(Image region labeling records)
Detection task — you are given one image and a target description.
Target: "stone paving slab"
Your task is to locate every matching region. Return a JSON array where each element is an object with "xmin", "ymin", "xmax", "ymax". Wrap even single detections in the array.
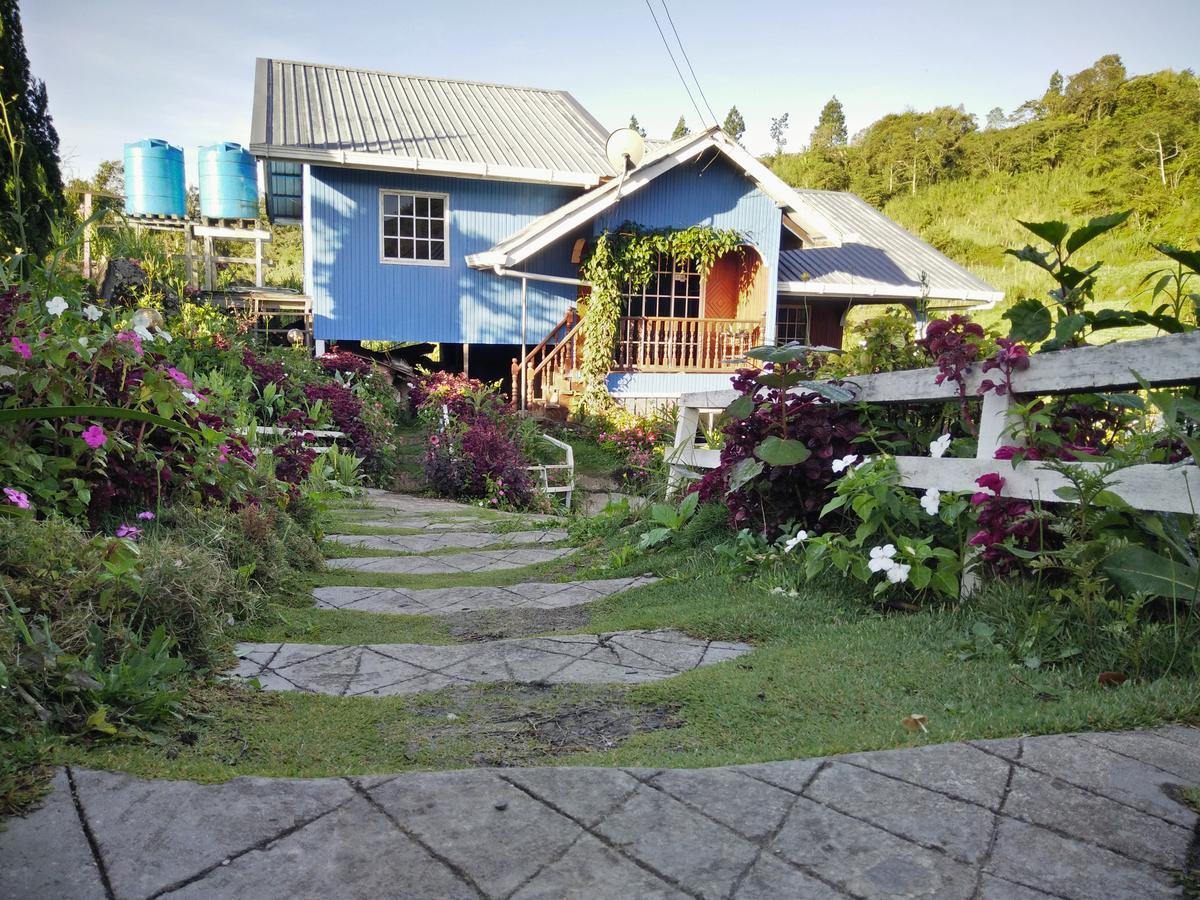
[
  {"xmin": 7, "ymin": 726, "xmax": 1200, "ymax": 900},
  {"xmin": 325, "ymin": 547, "xmax": 575, "ymax": 575},
  {"xmin": 312, "ymin": 576, "xmax": 658, "ymax": 616},
  {"xmin": 325, "ymin": 528, "xmax": 566, "ymax": 553},
  {"xmin": 233, "ymin": 631, "xmax": 751, "ymax": 696}
]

EXERCISE DESCRIPTION: Rewrite the records above with "stone paving slab" changed to "flat paving stone" and everything else unchanged. Leave out the pictures.

EXERCISE ANSWER:
Detection task — you are given one image and a target description.
Target: "flat paving stone"
Your task is to locate every matching region. Return a JSON array where each element is an object with "xmin", "ymin", "xmax", "ymax". Wrap even single detections in the array.
[
  {"xmin": 7, "ymin": 726, "xmax": 1200, "ymax": 900},
  {"xmin": 325, "ymin": 547, "xmax": 575, "ymax": 575},
  {"xmin": 312, "ymin": 576, "xmax": 658, "ymax": 616},
  {"xmin": 325, "ymin": 528, "xmax": 566, "ymax": 553},
  {"xmin": 233, "ymin": 631, "xmax": 751, "ymax": 696}
]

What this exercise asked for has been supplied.